■ DIRECTIONS: In the corn planting text, reproduce everything from "The earlier the" down to "causing yield loss." word for word.

■ EXCERPTED TEXT:
•••
Spring is here and most of you are likely thinking about planting dates. Deciding when to plant is all about weighing the pros and cons of timing.

Though planting corn early often results in higher yields, choosing the wrong planting date can have adverse effects on crop establishment.

The earlier the seeds go into the ground, the more likely they will face stresses. Cold, wet conditions can make corn emergence difficult, causing yield loss.

In fields with non-uniform stands, the smaller, late-emerging plants are unable to capture enough sunlight and unlikely to reach optimal potential by harvest. Delayed emergence also lengthens the time that seeds and seedlings are most vulnerable to early-season insects and diseases.

The likelihood of reduced stand establishment is also greatest when planting into unfit seedbeds, when soils are excessively cold and wet, or when planting is quickly followed by a cold spell. Here are some tips to help you weigh your early planting options:

* Choose a planting date based on soil conditions and weather outlook. Plant when soil temperature is close to 50 degrees and the near-term forecast shows a warming trend;

* Delay planting for a few days, if a cold spell is expected, to allow emergence to begin at moderate temperatures;

* Be aware of the potential for large temperature swings to affect emergence in lighter soils planted early, especially if nighttime temperatures dip into the 40s;

* Consider strip-tillage and residue cleaners to improve seed to soil contact and warm the soils up faster in fields with high amounts of residue; and

* Select hybrids with higher stress-emergence scores to help reduce the risks associated with planting in cold-stress conditions.

Planting depth also affects yield in corn production. DuPont Pioneer has conducted planting depth trials for several years to determine just how much yield is impacted by different planting depths.
•••
■ INPUT DATA:
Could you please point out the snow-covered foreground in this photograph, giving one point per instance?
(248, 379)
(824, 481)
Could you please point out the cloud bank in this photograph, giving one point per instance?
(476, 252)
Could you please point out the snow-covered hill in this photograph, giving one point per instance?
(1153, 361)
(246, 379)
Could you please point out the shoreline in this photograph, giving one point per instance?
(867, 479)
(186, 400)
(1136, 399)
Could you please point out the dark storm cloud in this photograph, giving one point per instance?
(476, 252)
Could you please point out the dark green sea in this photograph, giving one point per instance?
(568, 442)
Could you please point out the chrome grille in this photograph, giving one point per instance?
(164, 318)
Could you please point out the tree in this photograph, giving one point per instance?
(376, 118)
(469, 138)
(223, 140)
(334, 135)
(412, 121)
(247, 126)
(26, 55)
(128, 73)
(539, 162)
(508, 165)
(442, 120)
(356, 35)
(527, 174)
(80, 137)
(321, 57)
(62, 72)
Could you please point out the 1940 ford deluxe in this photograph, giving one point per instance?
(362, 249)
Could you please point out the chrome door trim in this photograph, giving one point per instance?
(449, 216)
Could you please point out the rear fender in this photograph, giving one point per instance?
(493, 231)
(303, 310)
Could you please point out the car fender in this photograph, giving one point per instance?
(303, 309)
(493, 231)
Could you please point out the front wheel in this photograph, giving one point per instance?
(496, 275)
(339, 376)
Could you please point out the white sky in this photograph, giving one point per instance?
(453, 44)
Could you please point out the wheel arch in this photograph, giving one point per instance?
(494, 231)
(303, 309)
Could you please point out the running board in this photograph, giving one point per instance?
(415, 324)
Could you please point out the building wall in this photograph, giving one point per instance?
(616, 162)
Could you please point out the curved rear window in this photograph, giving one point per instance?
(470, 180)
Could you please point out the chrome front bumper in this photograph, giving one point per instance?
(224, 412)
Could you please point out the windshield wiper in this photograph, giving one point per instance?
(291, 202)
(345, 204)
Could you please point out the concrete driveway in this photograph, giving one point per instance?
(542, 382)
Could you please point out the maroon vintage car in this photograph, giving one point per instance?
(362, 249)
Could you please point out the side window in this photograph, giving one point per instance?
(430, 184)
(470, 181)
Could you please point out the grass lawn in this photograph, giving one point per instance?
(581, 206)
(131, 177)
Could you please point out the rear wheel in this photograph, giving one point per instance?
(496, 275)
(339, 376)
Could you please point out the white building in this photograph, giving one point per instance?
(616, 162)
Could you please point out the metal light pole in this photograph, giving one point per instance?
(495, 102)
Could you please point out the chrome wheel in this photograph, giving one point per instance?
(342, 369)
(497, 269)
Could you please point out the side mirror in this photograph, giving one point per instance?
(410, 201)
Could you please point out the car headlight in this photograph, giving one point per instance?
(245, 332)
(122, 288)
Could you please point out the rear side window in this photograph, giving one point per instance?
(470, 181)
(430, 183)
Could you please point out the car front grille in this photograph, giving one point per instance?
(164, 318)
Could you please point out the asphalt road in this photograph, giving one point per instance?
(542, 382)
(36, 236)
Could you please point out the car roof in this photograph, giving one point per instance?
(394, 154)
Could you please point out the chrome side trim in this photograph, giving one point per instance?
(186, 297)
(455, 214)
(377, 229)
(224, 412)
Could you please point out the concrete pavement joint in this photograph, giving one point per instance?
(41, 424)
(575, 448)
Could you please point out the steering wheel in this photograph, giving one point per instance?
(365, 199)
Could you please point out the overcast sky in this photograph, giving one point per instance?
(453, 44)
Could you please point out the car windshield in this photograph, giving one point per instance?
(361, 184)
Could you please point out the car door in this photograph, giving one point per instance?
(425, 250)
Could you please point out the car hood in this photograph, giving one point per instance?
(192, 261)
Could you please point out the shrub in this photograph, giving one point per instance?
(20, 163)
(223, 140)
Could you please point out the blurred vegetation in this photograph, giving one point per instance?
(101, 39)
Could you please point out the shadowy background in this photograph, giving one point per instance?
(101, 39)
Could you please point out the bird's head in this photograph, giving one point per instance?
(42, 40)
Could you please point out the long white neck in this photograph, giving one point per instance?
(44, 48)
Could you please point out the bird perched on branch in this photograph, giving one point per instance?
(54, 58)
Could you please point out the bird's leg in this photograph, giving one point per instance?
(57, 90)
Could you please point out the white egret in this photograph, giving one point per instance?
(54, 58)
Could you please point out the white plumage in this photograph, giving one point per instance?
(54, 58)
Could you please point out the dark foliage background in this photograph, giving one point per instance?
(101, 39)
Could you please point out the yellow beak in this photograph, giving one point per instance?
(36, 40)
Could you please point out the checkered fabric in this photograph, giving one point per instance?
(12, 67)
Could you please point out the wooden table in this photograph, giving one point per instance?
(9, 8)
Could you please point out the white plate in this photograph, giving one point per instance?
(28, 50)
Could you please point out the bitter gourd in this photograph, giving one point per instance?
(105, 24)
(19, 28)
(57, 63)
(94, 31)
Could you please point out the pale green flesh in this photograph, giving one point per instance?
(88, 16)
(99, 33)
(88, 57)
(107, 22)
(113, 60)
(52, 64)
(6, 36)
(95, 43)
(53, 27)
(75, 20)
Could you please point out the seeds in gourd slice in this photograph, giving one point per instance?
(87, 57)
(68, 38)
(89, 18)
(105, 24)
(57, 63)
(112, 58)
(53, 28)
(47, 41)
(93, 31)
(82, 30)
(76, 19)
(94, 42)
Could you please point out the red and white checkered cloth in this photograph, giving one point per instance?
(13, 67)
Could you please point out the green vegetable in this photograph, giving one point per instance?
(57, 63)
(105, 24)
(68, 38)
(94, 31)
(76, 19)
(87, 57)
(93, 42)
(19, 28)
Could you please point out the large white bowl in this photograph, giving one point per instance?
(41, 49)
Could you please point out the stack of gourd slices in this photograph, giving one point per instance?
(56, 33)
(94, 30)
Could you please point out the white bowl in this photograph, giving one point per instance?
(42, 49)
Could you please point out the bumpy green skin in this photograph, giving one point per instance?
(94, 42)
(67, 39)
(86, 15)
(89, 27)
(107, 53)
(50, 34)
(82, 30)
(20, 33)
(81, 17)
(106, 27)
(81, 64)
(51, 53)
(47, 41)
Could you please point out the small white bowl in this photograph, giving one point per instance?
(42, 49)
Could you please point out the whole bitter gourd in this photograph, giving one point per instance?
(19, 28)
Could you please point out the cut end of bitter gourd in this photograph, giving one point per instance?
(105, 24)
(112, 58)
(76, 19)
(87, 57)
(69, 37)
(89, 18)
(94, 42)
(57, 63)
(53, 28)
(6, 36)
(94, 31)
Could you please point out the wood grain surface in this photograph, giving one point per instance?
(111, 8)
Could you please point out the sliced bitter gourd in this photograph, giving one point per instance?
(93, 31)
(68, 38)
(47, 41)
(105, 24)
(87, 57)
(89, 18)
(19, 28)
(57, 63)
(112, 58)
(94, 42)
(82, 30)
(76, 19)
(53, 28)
•••
■ RESULT OF THIS TASK:
The earlier the seeds go into the ground, the more likely they will face stresses. Cold, wet conditions can make corn emergence difficult, causing yield loss.